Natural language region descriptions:

--*--

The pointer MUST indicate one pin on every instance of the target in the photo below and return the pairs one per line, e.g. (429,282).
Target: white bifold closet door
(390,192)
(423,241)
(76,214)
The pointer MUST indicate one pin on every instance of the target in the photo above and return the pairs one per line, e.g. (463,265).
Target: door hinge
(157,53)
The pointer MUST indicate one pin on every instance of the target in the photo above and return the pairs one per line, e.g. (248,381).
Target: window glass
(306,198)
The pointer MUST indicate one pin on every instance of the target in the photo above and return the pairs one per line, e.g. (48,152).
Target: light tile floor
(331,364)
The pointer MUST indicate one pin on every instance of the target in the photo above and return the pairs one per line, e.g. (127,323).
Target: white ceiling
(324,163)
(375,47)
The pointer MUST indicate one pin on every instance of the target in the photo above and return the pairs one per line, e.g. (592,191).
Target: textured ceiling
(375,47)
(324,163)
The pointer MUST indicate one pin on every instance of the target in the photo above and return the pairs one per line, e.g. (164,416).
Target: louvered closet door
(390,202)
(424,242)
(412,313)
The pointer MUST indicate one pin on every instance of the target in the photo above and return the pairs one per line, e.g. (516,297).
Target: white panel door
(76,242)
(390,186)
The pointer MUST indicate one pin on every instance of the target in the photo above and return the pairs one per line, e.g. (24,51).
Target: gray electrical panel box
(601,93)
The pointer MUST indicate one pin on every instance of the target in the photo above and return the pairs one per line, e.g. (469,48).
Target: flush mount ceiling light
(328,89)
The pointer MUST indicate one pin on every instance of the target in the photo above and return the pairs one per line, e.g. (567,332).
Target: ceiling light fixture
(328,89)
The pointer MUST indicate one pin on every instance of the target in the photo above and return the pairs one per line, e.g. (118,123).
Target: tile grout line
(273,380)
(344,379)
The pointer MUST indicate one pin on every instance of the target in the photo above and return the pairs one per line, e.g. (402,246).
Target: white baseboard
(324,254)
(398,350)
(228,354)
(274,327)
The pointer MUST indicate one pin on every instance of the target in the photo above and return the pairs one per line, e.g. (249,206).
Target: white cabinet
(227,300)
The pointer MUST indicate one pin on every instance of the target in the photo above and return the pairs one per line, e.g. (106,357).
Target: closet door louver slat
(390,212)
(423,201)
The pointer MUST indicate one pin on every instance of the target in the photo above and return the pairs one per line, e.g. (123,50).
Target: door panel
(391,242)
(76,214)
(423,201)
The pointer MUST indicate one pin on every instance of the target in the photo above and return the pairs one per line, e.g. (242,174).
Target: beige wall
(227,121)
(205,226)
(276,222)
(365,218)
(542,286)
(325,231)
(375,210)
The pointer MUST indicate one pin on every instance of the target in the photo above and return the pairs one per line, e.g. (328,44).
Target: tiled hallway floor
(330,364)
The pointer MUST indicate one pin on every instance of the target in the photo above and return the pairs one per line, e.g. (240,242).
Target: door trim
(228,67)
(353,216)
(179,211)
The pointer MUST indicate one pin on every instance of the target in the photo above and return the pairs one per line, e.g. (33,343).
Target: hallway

--*--

▶ **TASK DETAILS**
Give the exact lines, and only those, from the line containing "Target: flush mount ceiling light" through the line containing "line, e.g. (402,246)." in the entries above.

▶ **SOLUTION BELOW**
Target: flush mount ceiling light
(328,89)
The pointer MUST indicate one pin on every instance of the target in the photo above and return the pairs one per line, e.g. (567,332).
Target: ceiling light fixture
(328,89)
The pointer MUST indicate one pin on every instance of the target in the photo above and return the pairs one per line, e.g. (118,123).
Target: tile grout line
(273,380)
(344,379)
The pointer MUST indicate one pin on every instance of the target in the photo above and return the pairs one per line, e.g. (402,246).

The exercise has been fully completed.